## INSTRUCTIONS FOR THE TASK
A complete, word-for-word restatement of the entries is needed.

☆ ☆ ☆

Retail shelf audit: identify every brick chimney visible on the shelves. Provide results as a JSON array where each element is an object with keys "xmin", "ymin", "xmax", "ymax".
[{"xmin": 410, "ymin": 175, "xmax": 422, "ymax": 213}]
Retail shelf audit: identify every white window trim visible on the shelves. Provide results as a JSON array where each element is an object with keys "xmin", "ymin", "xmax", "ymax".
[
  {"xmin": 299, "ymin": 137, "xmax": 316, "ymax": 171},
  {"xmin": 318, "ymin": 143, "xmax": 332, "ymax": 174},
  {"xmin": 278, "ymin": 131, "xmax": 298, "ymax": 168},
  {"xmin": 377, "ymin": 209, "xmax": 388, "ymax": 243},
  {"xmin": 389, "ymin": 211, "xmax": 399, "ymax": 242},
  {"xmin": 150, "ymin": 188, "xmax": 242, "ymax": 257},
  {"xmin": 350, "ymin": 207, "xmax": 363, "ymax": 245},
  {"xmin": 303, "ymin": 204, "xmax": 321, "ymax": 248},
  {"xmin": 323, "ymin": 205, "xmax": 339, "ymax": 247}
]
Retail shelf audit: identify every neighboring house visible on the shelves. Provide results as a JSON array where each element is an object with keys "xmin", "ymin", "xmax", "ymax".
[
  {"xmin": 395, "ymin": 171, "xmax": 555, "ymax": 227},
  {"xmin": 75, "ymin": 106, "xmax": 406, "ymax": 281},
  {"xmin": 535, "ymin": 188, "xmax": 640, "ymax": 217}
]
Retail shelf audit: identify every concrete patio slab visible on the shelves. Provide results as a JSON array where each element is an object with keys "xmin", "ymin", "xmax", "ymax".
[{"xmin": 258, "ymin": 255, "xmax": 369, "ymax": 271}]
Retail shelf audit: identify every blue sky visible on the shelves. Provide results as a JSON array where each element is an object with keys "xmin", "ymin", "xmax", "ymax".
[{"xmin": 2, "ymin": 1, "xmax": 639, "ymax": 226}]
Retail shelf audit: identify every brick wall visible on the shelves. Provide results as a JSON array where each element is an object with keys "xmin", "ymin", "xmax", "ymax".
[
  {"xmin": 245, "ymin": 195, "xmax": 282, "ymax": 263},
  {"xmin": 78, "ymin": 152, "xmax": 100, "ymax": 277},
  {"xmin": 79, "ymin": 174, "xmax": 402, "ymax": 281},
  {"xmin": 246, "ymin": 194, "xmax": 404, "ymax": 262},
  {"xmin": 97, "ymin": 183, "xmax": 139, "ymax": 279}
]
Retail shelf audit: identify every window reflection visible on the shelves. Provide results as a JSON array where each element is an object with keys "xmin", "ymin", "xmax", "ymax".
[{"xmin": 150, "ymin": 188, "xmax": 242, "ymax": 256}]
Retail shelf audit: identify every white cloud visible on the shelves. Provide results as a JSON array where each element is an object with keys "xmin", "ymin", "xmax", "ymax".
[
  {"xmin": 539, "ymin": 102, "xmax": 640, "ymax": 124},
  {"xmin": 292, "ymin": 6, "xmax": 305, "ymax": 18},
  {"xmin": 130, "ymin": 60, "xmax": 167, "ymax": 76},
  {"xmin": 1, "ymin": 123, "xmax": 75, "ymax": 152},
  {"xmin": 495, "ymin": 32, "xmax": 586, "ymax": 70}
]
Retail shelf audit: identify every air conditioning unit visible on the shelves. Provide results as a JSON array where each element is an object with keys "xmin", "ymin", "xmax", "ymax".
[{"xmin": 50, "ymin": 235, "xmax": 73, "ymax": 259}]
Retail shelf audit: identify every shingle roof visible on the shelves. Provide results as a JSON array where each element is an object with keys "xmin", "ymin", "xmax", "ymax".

☆ ☆ ☆

## YOUR SOLUTION
Retail shelf audit: identify every brick chimney visible on the shelves. Provide results as a JSON array where each element is an object with keys "xmin", "ymin", "xmax", "ymax".
[{"xmin": 410, "ymin": 175, "xmax": 422, "ymax": 213}]
Retail shelf audit: identify every white window trim visible on the shelves. Provide results as a JSON array where each element is an object with keys "xmin", "ymin", "xmax", "ymax".
[
  {"xmin": 299, "ymin": 137, "xmax": 316, "ymax": 171},
  {"xmin": 318, "ymin": 143, "xmax": 332, "ymax": 174},
  {"xmin": 278, "ymin": 131, "xmax": 298, "ymax": 168},
  {"xmin": 377, "ymin": 209, "xmax": 388, "ymax": 243},
  {"xmin": 389, "ymin": 211, "xmax": 399, "ymax": 242},
  {"xmin": 150, "ymin": 188, "xmax": 242, "ymax": 257},
  {"xmin": 350, "ymin": 207, "xmax": 363, "ymax": 245},
  {"xmin": 303, "ymin": 204, "xmax": 321, "ymax": 248},
  {"xmin": 323, "ymin": 205, "xmax": 339, "ymax": 247}
]
Retail shelf audit: identify every neighboring house visible on the shelves. Provide results as a JSON array where each element is an object with keys "xmin", "ymin", "xmax", "ymax".
[
  {"xmin": 395, "ymin": 171, "xmax": 555, "ymax": 227},
  {"xmin": 75, "ymin": 106, "xmax": 406, "ymax": 281},
  {"xmin": 535, "ymin": 188, "xmax": 640, "ymax": 217}
]
Retail shelf audit: identify every concrete patio slab visible on the shelves. Provide results as a JSON array where each element is an object with keys "xmin", "ymin", "xmax", "ymax".
[{"xmin": 258, "ymin": 255, "xmax": 369, "ymax": 271}]
Retail shelf audit: identify every blue sky visible on the shelves. Provide results as a JSON array where each element is an object with keys "xmin", "ymin", "xmax", "ymax".
[{"xmin": 2, "ymin": 1, "xmax": 639, "ymax": 226}]
Retail shelf audit: identify every brick wall visible on the shelves. Provide results as a JSON array where each element is an object with keys "xmin", "ymin", "xmax", "ymax".
[
  {"xmin": 245, "ymin": 195, "xmax": 282, "ymax": 263},
  {"xmin": 78, "ymin": 152, "xmax": 100, "ymax": 277},
  {"xmin": 79, "ymin": 174, "xmax": 402, "ymax": 281},
  {"xmin": 246, "ymin": 194, "xmax": 404, "ymax": 262},
  {"xmin": 97, "ymin": 183, "xmax": 139, "ymax": 279}
]
Retail shelf audit: identify every window reflection visible on the shelves. Provide results as a JSON array where each element is an object with keys "xmin", "ymin", "xmax", "ymax".
[{"xmin": 150, "ymin": 188, "xmax": 242, "ymax": 256}]
Retail shelf audit: identify every white cloud visible on the shelves. Provide results as a JSON array where each element is an object with keys "xmin", "ymin", "xmax", "ymax".
[
  {"xmin": 539, "ymin": 102, "xmax": 640, "ymax": 124},
  {"xmin": 292, "ymin": 6, "xmax": 305, "ymax": 18},
  {"xmin": 130, "ymin": 60, "xmax": 167, "ymax": 76},
  {"xmin": 1, "ymin": 123, "xmax": 75, "ymax": 152},
  {"xmin": 495, "ymin": 32, "xmax": 586, "ymax": 70}
]
Retail shelf audit: identify every air conditioning unit visible on the shelves. Provide results as a JSON array where each element is an object with keys "xmin", "ymin", "xmax", "ymax".
[{"xmin": 50, "ymin": 235, "xmax": 73, "ymax": 259}]
Retail shelf audit: identify every shingle roof visible on the shelves. Provide results as a JSON array where each element is an object with keys "xmin", "ymin", "xmax", "ymax".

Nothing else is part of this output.